Saved entries
--------------------
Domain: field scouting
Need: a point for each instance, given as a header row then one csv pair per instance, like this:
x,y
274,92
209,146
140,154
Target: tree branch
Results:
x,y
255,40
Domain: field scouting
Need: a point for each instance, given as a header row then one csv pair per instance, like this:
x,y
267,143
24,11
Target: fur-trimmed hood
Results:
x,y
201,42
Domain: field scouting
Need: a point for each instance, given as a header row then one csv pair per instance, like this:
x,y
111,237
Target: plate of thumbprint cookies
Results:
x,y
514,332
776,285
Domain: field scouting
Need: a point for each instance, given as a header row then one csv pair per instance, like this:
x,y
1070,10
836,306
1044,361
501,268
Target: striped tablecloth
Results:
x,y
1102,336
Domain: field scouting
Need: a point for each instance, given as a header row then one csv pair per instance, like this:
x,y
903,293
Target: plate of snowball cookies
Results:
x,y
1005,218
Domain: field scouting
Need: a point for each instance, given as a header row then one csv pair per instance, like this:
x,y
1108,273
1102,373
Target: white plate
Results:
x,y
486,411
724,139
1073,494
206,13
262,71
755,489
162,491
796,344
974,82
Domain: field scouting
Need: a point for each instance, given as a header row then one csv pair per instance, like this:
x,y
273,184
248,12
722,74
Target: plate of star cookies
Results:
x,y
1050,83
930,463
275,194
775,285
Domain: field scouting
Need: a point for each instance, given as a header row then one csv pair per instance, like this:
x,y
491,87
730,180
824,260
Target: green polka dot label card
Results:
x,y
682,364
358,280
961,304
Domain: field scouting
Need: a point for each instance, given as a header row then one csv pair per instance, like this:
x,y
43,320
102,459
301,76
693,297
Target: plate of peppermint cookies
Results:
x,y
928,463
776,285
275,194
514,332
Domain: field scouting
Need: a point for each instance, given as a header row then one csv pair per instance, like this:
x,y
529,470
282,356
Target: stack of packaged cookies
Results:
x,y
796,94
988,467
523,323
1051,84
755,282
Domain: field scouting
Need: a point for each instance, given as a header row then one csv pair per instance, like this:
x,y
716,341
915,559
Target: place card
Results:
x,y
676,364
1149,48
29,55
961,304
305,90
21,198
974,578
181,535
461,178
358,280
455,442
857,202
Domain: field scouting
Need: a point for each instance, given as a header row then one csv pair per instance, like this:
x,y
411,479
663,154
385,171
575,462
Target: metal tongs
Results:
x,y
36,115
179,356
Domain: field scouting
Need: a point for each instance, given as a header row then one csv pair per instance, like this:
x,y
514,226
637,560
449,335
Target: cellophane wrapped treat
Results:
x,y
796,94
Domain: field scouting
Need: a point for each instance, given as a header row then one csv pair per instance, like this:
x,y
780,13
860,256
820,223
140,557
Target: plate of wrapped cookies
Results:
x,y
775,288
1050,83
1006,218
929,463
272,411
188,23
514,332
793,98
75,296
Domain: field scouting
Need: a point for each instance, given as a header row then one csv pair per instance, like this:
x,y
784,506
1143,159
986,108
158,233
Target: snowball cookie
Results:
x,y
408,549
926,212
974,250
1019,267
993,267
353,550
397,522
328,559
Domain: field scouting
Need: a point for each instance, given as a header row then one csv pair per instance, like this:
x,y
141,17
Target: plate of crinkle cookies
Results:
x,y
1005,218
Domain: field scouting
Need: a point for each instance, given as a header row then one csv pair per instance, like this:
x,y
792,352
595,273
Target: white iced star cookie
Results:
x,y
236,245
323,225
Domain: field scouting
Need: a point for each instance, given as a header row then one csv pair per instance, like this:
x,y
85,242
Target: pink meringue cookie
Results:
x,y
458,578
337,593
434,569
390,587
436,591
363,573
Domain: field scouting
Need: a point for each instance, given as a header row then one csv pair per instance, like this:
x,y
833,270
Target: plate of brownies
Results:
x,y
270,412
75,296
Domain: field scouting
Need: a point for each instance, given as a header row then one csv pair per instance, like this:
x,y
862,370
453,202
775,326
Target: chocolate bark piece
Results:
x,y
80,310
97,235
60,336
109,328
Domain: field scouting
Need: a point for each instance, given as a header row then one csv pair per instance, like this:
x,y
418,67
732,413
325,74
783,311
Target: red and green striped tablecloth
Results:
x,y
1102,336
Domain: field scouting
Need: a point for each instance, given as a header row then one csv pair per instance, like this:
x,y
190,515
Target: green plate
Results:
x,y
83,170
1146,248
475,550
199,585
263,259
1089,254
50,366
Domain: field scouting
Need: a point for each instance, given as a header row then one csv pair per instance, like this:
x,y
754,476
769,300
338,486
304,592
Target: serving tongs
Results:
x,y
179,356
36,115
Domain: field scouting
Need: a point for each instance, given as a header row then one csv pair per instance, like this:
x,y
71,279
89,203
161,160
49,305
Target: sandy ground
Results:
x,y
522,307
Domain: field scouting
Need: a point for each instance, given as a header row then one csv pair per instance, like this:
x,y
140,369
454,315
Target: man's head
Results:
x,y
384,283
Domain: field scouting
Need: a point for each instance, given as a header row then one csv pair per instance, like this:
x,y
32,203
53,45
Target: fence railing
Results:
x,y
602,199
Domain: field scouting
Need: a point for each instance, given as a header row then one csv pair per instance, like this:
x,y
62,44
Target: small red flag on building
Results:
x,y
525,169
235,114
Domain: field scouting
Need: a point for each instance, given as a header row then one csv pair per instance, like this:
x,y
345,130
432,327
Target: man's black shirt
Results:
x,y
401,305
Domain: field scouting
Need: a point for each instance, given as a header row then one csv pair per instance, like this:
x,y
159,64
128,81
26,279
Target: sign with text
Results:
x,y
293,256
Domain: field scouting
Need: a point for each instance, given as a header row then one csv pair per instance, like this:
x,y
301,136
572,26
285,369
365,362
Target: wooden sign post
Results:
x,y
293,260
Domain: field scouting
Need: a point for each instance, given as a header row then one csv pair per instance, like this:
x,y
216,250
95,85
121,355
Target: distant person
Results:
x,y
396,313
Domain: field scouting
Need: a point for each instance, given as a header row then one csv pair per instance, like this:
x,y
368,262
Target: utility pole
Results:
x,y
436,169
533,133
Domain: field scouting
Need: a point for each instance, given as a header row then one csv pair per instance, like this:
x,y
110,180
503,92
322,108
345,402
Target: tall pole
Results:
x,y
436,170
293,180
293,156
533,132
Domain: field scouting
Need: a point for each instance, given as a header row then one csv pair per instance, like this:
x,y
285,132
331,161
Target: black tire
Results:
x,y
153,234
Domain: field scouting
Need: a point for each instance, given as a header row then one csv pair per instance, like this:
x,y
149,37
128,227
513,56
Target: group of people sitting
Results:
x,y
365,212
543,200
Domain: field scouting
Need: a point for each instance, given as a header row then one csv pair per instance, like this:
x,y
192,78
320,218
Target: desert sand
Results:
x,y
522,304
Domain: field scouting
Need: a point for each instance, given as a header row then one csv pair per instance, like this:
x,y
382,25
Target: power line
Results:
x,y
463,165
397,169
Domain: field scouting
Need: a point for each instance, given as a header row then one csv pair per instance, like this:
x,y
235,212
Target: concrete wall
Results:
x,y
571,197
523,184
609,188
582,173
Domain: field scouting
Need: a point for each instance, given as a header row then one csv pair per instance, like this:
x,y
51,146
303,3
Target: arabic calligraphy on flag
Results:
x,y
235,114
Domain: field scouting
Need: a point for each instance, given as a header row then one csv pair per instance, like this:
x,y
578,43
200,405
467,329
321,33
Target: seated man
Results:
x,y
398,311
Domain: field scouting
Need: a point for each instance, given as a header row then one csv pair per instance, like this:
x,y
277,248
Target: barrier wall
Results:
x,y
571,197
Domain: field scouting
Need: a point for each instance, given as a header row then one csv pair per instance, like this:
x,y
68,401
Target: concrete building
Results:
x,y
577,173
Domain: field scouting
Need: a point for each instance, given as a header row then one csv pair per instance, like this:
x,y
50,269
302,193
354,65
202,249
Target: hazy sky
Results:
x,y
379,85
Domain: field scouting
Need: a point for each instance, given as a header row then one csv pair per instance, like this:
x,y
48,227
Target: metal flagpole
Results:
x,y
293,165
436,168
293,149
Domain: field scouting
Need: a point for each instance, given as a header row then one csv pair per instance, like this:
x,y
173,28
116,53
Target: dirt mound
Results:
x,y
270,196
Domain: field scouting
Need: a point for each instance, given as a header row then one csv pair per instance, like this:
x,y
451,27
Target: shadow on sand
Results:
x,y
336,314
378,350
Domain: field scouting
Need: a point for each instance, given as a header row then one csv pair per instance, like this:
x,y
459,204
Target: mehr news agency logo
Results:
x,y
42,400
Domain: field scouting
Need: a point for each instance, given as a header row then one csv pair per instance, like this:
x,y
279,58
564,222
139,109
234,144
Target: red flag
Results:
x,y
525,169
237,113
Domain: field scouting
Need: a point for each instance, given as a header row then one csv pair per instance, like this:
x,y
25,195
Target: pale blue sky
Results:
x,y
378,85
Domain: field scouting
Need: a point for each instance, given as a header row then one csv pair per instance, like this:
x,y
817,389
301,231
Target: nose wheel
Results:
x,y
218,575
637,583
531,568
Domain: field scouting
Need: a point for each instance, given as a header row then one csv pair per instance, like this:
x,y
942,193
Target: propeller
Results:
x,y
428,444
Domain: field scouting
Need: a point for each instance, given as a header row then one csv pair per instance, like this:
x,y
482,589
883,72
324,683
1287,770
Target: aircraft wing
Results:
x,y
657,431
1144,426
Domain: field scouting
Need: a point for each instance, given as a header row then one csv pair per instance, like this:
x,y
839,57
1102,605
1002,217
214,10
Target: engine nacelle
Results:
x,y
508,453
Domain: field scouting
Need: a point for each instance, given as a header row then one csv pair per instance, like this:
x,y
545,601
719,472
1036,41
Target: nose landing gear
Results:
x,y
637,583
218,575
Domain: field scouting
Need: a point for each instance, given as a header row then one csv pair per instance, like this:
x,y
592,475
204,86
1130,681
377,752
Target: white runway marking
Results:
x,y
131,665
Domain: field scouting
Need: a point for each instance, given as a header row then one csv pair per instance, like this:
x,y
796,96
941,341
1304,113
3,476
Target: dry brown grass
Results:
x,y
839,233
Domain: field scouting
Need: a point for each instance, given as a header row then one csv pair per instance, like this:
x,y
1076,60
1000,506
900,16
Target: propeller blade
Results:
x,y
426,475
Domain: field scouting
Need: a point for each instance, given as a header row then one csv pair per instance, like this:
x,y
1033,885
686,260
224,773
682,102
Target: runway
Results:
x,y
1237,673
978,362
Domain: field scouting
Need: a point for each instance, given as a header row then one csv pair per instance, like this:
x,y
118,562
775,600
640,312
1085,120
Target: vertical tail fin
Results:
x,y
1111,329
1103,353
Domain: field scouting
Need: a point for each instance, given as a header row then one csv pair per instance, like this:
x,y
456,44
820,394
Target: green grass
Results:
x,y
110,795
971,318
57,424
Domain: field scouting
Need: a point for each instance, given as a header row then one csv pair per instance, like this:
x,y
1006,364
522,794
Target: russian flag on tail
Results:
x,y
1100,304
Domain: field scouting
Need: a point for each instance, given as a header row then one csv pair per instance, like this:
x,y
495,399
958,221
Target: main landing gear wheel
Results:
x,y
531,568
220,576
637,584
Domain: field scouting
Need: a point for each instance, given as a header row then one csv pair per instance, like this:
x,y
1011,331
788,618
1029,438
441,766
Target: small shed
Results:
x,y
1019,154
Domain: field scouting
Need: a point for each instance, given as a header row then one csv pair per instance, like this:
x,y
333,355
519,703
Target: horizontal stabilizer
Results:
--------------------
Return every line of the saved entries that contains the string "wrapped".

* [TASK OUTPUT]:
Target: cellophane wrapped treat
Target: plate of wrapped cookies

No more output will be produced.